**DOEL 1**
Geef uit de records letterlijk de regels terug vanaf de regel met "[mark] grey t-shirt" tot en met het einde van de records.

**AANGELEVERDE TEKST**
Handhaving
De meeste fietsers zijn bereid hun fiets geordend en zonder hinder voor anderen te parkeren. Wanneer voldoende fietsparkeervoorzieningen aanwezig zijn - als de basis dus op orde is - kan handhaving een effectief middel zijn tegen fout geparkeerde fietsen, fietsen die de parkeerduur overschrijden en fietswrakken. Ook gedragsmaatregelen werken beter als daarnaast ook handhaving plaatsvindt. Wanneer overtredingen geen consequenties hebben, hebben de gedragsmaatregelen minder effect.
Handhaving kan betekenen dat het bevoegd gezag ter plekke optreedt. Dit is zeer arbeidsintensief en kostbaar.
Het is doorgaans efficiënter de handhavingsinspanning te richten op die fietsen die daadwerkelijk hinderlijk of gevaarlijk zijn geparkeerd. Periodiek kunnen dan foutgeparkeerde of parkeerduuroverschrijdende fietsen en fietswrakken worden verwijderd. Dit draagt ook bij aan het realiseren van goede en nette gelegenheden voor het stallen. De gemeente Delft voert bijvoorbeeld handhaving uit die gericht is op vriendelijke handhaving. Fietscoaches helpen de fietsers om op een goede manier te parkeren. In de binnenstad worden alleen fietsen verwijderd wanneer de veiligheid in het geding is of wanneer het gaat om weesfietsen of fietswrakken. Deze aanpak is volgens de gemeente effectiever en goedkoper dan strikte handhaving (CROW-Fietsberaad, 2020c).

**DOEL 2**
Neem de volledige tekst over handhaving bij fietsparkeren woord voor woord over.

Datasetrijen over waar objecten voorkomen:

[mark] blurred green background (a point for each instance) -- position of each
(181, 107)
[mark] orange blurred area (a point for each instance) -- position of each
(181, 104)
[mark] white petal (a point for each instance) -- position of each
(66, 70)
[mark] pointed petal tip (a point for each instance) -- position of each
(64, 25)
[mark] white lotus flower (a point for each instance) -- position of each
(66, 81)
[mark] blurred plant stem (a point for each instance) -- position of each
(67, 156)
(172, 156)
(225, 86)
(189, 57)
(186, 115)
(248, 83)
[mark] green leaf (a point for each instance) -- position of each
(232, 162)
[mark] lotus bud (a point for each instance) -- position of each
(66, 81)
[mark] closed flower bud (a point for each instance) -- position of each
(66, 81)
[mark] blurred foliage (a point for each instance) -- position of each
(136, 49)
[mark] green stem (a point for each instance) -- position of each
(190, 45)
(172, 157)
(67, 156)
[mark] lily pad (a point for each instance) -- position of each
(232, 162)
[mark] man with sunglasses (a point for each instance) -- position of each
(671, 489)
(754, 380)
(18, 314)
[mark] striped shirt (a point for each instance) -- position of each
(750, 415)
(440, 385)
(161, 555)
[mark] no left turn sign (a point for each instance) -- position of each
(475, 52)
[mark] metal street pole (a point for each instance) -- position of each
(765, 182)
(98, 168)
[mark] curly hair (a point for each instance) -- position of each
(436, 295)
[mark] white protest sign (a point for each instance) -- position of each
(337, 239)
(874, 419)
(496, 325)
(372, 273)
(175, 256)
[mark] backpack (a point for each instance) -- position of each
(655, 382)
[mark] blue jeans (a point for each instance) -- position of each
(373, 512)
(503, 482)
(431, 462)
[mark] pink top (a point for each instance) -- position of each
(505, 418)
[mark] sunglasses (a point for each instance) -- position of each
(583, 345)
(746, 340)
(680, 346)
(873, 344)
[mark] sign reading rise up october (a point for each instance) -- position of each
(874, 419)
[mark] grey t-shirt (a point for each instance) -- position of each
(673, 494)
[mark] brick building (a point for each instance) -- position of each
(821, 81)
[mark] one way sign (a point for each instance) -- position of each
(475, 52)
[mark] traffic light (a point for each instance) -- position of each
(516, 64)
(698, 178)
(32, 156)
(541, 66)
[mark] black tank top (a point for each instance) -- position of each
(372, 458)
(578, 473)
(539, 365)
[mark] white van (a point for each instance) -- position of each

**RESULTAAT 1**
[mark] grey t-shirt (a point for each instance) -- position of each
(673, 494)
[mark] brick building (a point for each instance) -- position of each
(821, 81)
[mark] one way sign (a point for each instance) -- position of each
(475, 52)
[mark] traffic light (a point for each instance) -- position of each
(516, 64)
(698, 178)
(32, 156)
(541, 66)
[mark] black tank top (a point for each instance) -- position of each
(372, 458)
(578, 473)
(539, 365)
[mark] white van (a point for each instance) -- position of each

**RESULTAAT 2**
Handhaving
De meeste fietsers zijn bereid hun fiets geordend en zonder hinder voor anderen te parkeren. Wanneer voldoende fietsparkeervoorzieningen aanwezig zijn - als de basis dus op orde is - kan handhaving een effectief middel zijn tegen fout geparkeerde fietsen, fietsen die de parkeerduur overschrijden en fietswrakken. Ook gedragsmaatregelen werken beter als daarnaast ook handhaving plaatsvindt. Wanneer overtredingen geen consequenties hebben, hebben de gedragsmaatregelen minder effect.
Handhaving kan betekenen dat het bevoegd gezag ter plekke optreedt. Dit is zeer arbeidsintensief en kostbaar.
Het is doorgaans efficiënter de handhavingsinspanning te richten op die fietsen die daadwerkelijk hinderlijk of gevaarlijk zijn geparkeerd. Periodiek kunnen dan foutgeparkeerde of parkeerduuroverschrijdende fietsen en fietswrakken worden verwijderd. Dit draagt ook bij aan het realiseren van goede en nette gelegenheden voor het stallen. De gemeente Delft voert bijvoorbeeld handhaving uit die gericht is op vriendelijke handhaving. Fietscoaches helpen de fietsers om op een goede manier te parkeren. In de binnenstad worden alleen fietsen verwijderd wanneer de veiligheid in het geding is of wanneer het gaat om weesfietsen of fietswrakken. Deze aanpak is volgens de gemeente effectiever en goedkoper dan strikte handhaving (CROW-Fietsberaad, 2020c).